### What to produce
Nothing in the records should differ when you write them out again.

Stored data entries
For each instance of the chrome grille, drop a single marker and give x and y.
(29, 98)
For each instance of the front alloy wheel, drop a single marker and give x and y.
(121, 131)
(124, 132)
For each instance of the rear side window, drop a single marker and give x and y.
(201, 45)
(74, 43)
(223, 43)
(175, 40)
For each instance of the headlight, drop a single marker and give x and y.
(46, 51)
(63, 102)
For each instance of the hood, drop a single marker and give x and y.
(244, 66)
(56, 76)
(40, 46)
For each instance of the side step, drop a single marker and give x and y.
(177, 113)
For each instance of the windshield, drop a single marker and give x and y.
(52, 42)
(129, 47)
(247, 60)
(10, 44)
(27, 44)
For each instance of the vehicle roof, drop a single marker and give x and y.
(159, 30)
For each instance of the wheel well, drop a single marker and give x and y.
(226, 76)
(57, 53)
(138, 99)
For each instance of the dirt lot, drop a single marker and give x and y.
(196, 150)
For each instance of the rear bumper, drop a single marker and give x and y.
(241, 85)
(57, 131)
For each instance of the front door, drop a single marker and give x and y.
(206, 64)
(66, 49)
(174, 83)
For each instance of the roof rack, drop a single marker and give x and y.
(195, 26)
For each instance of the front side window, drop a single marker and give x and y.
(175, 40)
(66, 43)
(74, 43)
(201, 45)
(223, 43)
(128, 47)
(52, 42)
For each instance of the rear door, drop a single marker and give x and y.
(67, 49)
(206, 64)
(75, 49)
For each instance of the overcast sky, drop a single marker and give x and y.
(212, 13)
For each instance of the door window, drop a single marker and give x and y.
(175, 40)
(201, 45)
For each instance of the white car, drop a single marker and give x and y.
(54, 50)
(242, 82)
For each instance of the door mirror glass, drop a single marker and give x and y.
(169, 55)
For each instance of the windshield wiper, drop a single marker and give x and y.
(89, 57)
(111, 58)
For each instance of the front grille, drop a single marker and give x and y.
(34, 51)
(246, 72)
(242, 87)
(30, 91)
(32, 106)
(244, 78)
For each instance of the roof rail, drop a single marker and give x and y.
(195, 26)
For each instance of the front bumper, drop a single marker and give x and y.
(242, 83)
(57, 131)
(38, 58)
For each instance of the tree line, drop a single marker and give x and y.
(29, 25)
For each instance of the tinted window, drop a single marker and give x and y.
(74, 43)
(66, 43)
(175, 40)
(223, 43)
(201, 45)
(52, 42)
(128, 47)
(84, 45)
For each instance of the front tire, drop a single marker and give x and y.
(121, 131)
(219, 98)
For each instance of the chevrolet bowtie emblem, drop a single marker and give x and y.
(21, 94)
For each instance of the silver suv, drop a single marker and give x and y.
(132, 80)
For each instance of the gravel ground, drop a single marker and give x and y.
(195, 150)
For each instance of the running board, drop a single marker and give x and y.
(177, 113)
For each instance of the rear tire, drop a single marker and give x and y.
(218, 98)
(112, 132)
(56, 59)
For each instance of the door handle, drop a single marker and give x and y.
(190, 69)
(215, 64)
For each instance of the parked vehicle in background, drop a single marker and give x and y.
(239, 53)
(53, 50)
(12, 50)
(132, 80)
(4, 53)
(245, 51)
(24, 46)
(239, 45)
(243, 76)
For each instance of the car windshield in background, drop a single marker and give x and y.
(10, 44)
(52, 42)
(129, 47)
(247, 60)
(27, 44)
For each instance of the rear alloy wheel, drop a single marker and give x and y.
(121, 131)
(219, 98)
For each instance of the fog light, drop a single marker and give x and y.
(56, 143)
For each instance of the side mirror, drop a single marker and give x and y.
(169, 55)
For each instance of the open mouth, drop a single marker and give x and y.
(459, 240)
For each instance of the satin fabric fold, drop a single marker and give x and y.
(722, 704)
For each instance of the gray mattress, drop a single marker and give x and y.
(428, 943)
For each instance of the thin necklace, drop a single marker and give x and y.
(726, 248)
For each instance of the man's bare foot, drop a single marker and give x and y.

### Task output
For each instance of the chrome grille, drop a single marker and give x and y.
(29, 98)
For each instance of the front alloy wheel, drop a single marker and give x and y.
(121, 131)
(124, 132)
For each instance of the rear side window, drop a single marker and give x and y.
(201, 45)
(74, 43)
(223, 43)
(175, 40)
For each instance of the headlight, drop a single marker and give x and y.
(46, 51)
(63, 102)
For each instance of the hood, drop a single marker and give x and y.
(244, 66)
(56, 76)
(40, 46)
For each instance of the side step, drop a single marker and give x and y.
(177, 113)
For each instance of the windshield, drop a single marker and give x and y.
(52, 42)
(129, 47)
(247, 60)
(10, 44)
(27, 44)
For each instance of the vehicle roof, drop a single marker and give x and y.
(159, 30)
For each instance of the wheel well, drop a single marker and give x and y.
(226, 76)
(57, 53)
(138, 99)
For each instance of the dirt lot, drop a single marker and give x and y.
(196, 150)
For each instance of the rear bumper, drop a single marker and give x and y.
(241, 85)
(57, 131)
For each instance of the front door, drop a single marker and give x and y.
(206, 64)
(66, 49)
(174, 83)
For each instance of the roof rack, drop a single marker and give x and y.
(195, 26)
For each instance of the front side window, drop a single marker and give x and y.
(175, 40)
(66, 43)
(74, 43)
(201, 45)
(223, 43)
(128, 47)
(52, 42)
For each instance of the rear door, drop a single marker and give x and y.
(67, 49)
(206, 64)
(75, 49)
For each instance of the overcast sky, drop a single marker and give x and y.
(212, 13)
For each instance of the door window, drop a single marker and give x and y.
(175, 40)
(201, 45)
For each instance of the white car, drop a single marker and give x and y.
(54, 50)
(242, 82)
For each instance of the door mirror glass, drop a single marker and give x and y.
(169, 55)
For each instance of the windshield wiper, drop a single marker and give x and y.
(89, 57)
(111, 58)
For each instance of the front grille, drop a single marker and give x and y.
(34, 51)
(246, 72)
(242, 87)
(30, 91)
(32, 106)
(244, 78)
For each instance of the roof rail, drop a single marker and give x and y.
(195, 26)
For each instance of the front bumper, drop a single marker and give x and y.
(242, 83)
(57, 131)
(38, 58)
For each instance of the tree line, drop a single marker and give x and y.
(29, 25)
For each instance of the tinted window, drop a single marker and give x and y.
(74, 43)
(66, 43)
(175, 40)
(223, 43)
(201, 45)
(52, 42)
(128, 47)
(84, 45)
For each instance of the front tire, drop a single marker and give x and y.
(121, 131)
(219, 98)
For each instance of the chevrolet bowtie emblem, drop a single marker and give x and y.
(21, 94)
For each instance of the silver suv, drop a single marker and give x and y.
(132, 80)
For each instance of the gravel ground, drop a single marker and give x and y.
(195, 150)
For each instance of the running board, drop a single marker and give x and y.
(177, 113)
For each instance of the rear tire, drop a single marker and give x and y.
(218, 98)
(112, 132)
(56, 59)
For each instance of the door handle, drop a single marker and give x and y.
(190, 69)
(215, 64)
For each instance of the parked vehicle in background, drop a single marker and give x and y.
(239, 53)
(53, 50)
(12, 50)
(132, 80)
(4, 53)
(245, 51)
(24, 46)
(239, 45)
(243, 76)
For each instance of the car windshield in background, drop a single marker and give x and y.
(10, 44)
(52, 42)
(129, 47)
(247, 60)
(27, 44)
For each instance of the rear alloy wheel, drop a single marker and give x and y.
(121, 131)
(219, 98)
For each instance of the fog light, drop a single marker and give x and y.
(56, 143)
For each instance of the side mirror, drop a single marker and give x and y.
(169, 55)
For each instance of the open mouth, drop a single marker and give x and y.
(459, 240)
For each instance of the satin fabric fold, drop a single marker and give x and y.
(722, 704)
For each instance of the gray mattress, drop a single marker and give x and y.
(428, 943)
For each instance of the thin necklace, drop a single marker and give x and y.
(726, 248)
For each instance of the man's bare foot, drop a single marker and give x and y.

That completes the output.